* _PROBLEM STATEMENT_
A faithful transcription of all the entries below is needed, without the pictures.

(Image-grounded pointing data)
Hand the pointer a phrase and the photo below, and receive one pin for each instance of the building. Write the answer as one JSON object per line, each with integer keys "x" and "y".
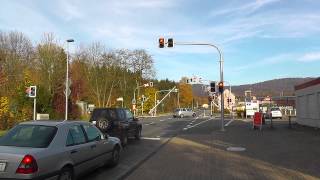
{"x": 308, "y": 103}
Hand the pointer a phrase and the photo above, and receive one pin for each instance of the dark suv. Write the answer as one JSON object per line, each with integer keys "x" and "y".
{"x": 118, "y": 122}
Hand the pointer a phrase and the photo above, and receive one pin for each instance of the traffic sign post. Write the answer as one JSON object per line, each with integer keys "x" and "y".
{"x": 32, "y": 92}
{"x": 257, "y": 120}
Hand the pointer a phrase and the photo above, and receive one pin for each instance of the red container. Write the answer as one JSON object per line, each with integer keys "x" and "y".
{"x": 257, "y": 119}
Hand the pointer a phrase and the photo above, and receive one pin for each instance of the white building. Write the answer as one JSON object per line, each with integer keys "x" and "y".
{"x": 308, "y": 103}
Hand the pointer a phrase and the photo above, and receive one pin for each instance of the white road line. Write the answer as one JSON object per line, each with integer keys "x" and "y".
{"x": 147, "y": 138}
{"x": 196, "y": 124}
{"x": 229, "y": 122}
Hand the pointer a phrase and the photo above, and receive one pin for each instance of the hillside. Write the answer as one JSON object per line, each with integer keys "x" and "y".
{"x": 274, "y": 87}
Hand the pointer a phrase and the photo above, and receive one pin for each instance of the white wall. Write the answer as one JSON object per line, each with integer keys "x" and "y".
{"x": 308, "y": 106}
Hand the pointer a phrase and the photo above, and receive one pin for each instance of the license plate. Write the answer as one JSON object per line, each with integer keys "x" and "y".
{"x": 2, "y": 166}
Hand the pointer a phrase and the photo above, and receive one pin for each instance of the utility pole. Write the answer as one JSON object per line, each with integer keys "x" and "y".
{"x": 67, "y": 93}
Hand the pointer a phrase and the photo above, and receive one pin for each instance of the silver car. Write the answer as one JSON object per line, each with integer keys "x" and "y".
{"x": 55, "y": 150}
{"x": 183, "y": 112}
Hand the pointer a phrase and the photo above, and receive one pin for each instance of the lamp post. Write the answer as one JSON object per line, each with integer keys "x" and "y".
{"x": 67, "y": 79}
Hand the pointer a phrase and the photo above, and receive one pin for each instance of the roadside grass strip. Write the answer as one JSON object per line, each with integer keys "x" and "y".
{"x": 189, "y": 126}
{"x": 149, "y": 138}
{"x": 149, "y": 124}
{"x": 226, "y": 125}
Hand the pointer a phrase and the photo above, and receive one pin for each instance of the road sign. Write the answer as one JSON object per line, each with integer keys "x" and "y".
{"x": 69, "y": 92}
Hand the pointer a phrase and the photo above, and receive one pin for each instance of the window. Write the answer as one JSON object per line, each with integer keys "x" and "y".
{"x": 75, "y": 136}
{"x": 121, "y": 115}
{"x": 93, "y": 133}
{"x": 36, "y": 136}
{"x": 129, "y": 114}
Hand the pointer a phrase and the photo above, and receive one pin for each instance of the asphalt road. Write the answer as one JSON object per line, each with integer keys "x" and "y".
{"x": 157, "y": 131}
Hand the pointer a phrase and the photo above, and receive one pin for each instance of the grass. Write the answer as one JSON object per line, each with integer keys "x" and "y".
{"x": 2, "y": 132}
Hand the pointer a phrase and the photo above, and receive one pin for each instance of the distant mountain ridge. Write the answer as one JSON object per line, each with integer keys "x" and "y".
{"x": 275, "y": 87}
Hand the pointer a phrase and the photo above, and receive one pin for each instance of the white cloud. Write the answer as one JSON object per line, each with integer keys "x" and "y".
{"x": 310, "y": 57}
{"x": 266, "y": 62}
{"x": 244, "y": 9}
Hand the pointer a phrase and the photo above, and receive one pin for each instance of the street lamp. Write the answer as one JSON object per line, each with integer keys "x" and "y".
{"x": 67, "y": 79}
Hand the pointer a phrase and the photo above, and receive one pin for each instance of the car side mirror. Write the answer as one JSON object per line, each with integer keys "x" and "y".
{"x": 104, "y": 136}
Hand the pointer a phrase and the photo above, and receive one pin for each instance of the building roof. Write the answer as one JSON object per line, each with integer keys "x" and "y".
{"x": 307, "y": 84}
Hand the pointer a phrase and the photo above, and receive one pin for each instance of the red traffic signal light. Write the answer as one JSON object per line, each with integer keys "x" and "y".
{"x": 170, "y": 42}
{"x": 33, "y": 91}
{"x": 212, "y": 87}
{"x": 161, "y": 42}
{"x": 220, "y": 87}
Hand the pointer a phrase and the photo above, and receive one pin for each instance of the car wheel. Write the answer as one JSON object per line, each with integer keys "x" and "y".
{"x": 124, "y": 139}
{"x": 115, "y": 156}
{"x": 103, "y": 124}
{"x": 138, "y": 134}
{"x": 66, "y": 174}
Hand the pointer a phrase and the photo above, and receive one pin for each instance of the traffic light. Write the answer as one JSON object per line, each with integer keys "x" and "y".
{"x": 170, "y": 42}
{"x": 33, "y": 91}
{"x": 220, "y": 87}
{"x": 212, "y": 87}
{"x": 161, "y": 42}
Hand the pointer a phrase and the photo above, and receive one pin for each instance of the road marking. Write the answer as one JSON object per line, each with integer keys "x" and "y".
{"x": 188, "y": 127}
{"x": 148, "y": 138}
{"x": 229, "y": 122}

* _FINISHED TASK_
Hand the pointer a phrase and the photo below, and receive one pin for each instance of the building. Write the answer as one JSON object per line, each with integer keys "x" and "y".
{"x": 308, "y": 103}
Hand the pointer a phrase and the photo above, and receive one pin for each instance of the dark suv. Write the answer as one JSON object per line, each with integer keys "x" and "y".
{"x": 118, "y": 122}
Hand the pointer a phrase and the photo above, and receive one pin for each instance of the traffic sign post. Write the answer as one JSON object per line, each with integer keys "x" and "y".
{"x": 32, "y": 92}
{"x": 257, "y": 120}
Hand the pointer a phrase and the photo above, and receive one pin for each instance of the red container. Write the answer as one JSON object per line, each with integer keys "x" and "y".
{"x": 257, "y": 119}
Hand the pointer a phrase and the photo above, and receive one pin for each instance of the white building. Write the answer as one JSON object per line, each with integer keys "x" and "y".
{"x": 308, "y": 103}
Hand the pointer a phrase and the photo above, and receive one pin for each instance of the white road line. Write the answer as one JSON object per line, each with integer keys "x" and "y".
{"x": 147, "y": 138}
{"x": 196, "y": 124}
{"x": 229, "y": 122}
Hand the pointer a phrase and the photo above, and receive one pin for each instance of the hillside. Write the answer as one JSON object per line, each with integer keys "x" and "y".
{"x": 274, "y": 87}
Hand the pointer a phrase and the photo above, and receive one pin for each instance of the white wall. Write the answer as one JSON object per line, each with integer keys "x" and "y".
{"x": 308, "y": 106}
Hand the pointer a phrase and the photo above, and receive one pin for each instance of the license plate. Write the answer as one JSON object per line, each with integer keys "x" and "y".
{"x": 2, "y": 166}
Hand the pointer a phrase and the photo above, and receive one pin for each instance of the utility pole. Write the answer as one JSON object per line, each with integer keys "x" and "y".
{"x": 67, "y": 93}
Hand the pointer a phrase and the photo above, and receive one pin for each instance of the silver car. Write the answer as one JSON object per line, each with integer keys "x" and "y".
{"x": 55, "y": 150}
{"x": 183, "y": 112}
Hand the pointer a phrase and the photo above, and receive one pin for each instance of the lamp post. Write the answer as one JSON object per line, each with integer keys "x" and "y".
{"x": 67, "y": 79}
Hand the pointer a phrase and the photo above, and receive one pin for each instance of the roadside grass strip. Write the answer as one JSON object per line, each with integer keys "x" and "y".
{"x": 189, "y": 126}
{"x": 149, "y": 138}
{"x": 149, "y": 124}
{"x": 226, "y": 125}
Hand the pointer a phrase and the photo above, and receive one pin for each instance of the road sign. Write the answer as one JSON object per line, each with integer keys "x" and "y".
{"x": 69, "y": 92}
Hand the pointer a phrase and the photo above, and receive one pin for each instance of the window. Write the answer as one JSON object per line, each with integer keys "x" and "y".
{"x": 75, "y": 136}
{"x": 121, "y": 115}
{"x": 93, "y": 133}
{"x": 36, "y": 136}
{"x": 129, "y": 114}
Hand the pointer a phrase and the photo above, and receive one pin for each instance of the asphalt road. Write the answer as one JSON object per line, each with integer keys "x" and "y".
{"x": 157, "y": 131}
Hand the pointer a phrase and the photo above, and receive one pin for each instance of the grass. Write the answer as one JSON object per line, each with integer keys "x" and "y".
{"x": 2, "y": 132}
Hand the pointer a phrase and the photo above, and receive one pin for each instance of the distant mountain ridge. Write the answer as one JSON object per line, each with integer keys "x" and "y".
{"x": 275, "y": 87}
Hand the pointer a phrase and the photo above, and receive one pin for each instance of the white cloud. Write the answer as one JSON object per line, each with integer keys "x" and "y".
{"x": 310, "y": 57}
{"x": 266, "y": 62}
{"x": 244, "y": 9}
Hand the pointer a phrase and the photo above, and receive one pin for each instance of the street lamp. Write the answer as one JSON object per line, each with integer keys "x" and "y".
{"x": 67, "y": 79}
Hand the pointer a phrase and the photo above, and receive one pin for each instance of the car side mirror. Write the answer as one JSON object per line, each with integer keys "x" and "y".
{"x": 104, "y": 136}
Hand the pointer a phrase and the photo above, and receive one pin for each instance of the building roof. Write the answer as one JSON object per line, each with integer keys "x" and "y".
{"x": 307, "y": 84}
Hand the pointer a phrase and the photo above, and receive one pin for each instance of the red traffic signal light. Write the answer as one JSON object per line, each with integer keys "x" and "y".
{"x": 170, "y": 42}
{"x": 33, "y": 91}
{"x": 212, "y": 87}
{"x": 161, "y": 42}
{"x": 220, "y": 87}
Hand the pointer a phrase and the photo above, and receive one pin for each instance of the car wheel. Write the answer as one JSON object per line, each with integer keys "x" and "y".
{"x": 124, "y": 139}
{"x": 115, "y": 156}
{"x": 103, "y": 124}
{"x": 138, "y": 134}
{"x": 66, "y": 174}
Hand the pointer a phrase and the photo above, and receive one pin for each instance of the traffic light. Write the answer as one JSON object per line, each with integer keys "x" and "y".
{"x": 170, "y": 42}
{"x": 33, "y": 91}
{"x": 220, "y": 87}
{"x": 212, "y": 87}
{"x": 161, "y": 42}
Hand the pointer a phrase and the photo above, and receive one pin for each instance of the road marking. Write the answer as one JSON object per line, each with integer keys "x" and "y".
{"x": 188, "y": 127}
{"x": 148, "y": 138}
{"x": 229, "y": 122}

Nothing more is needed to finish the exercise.